SET EXERCISE: Rewrite each line from the one containing "reindeer hoof, the" through the final line of the rows below, both ends included, keeping the requests in place. Multiply every x and y coordinate in the answers by 1.45 and round to whole numbers, with halves rounded up.

--- DATA FOR PROCESSING ---

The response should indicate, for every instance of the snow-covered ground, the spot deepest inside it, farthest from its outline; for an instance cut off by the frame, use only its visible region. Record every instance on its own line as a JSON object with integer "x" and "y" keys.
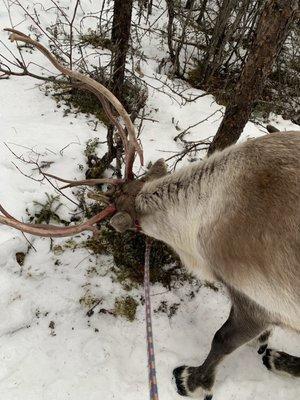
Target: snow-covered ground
{"x": 49, "y": 348}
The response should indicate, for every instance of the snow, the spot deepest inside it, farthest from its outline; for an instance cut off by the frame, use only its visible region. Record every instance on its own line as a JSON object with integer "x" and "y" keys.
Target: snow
{"x": 102, "y": 357}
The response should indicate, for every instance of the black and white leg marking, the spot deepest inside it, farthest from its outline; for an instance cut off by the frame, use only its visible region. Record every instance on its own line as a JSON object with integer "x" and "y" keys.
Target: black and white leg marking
{"x": 282, "y": 363}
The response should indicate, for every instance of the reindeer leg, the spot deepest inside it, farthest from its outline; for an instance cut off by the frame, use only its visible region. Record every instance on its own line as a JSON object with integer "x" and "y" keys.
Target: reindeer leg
{"x": 282, "y": 363}
{"x": 246, "y": 321}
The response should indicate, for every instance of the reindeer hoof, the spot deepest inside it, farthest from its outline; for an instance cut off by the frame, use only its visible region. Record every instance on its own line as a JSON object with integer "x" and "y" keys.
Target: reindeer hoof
{"x": 282, "y": 363}
{"x": 182, "y": 375}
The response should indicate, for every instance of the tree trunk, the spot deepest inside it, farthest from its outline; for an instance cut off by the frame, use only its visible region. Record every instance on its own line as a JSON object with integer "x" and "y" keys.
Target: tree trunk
{"x": 272, "y": 30}
{"x": 120, "y": 38}
{"x": 212, "y": 58}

---

SOLUTION FOR THIS EXERCISE:
The response should indicate, for every instance of the reindeer hoof, the spot deepest inside it, farthest from its outline; for an instance cut off by the frame, use only its visible region. Record every instance on its own line as a JSON object with integer "x" and "y" keys.
Target: reindeer hoof
{"x": 409, "y": 526}
{"x": 264, "y": 544}
The response should indicate, for every instance of the tree trunk, the spot deepest inside it, farthest from its outline; for an instance cut off by the frame, use only its visible region. Record every instance on its own line as a JSON object with integer "x" and "y" keys.
Target: tree trunk
{"x": 394, "y": 44}
{"x": 174, "y": 55}
{"x": 307, "y": 84}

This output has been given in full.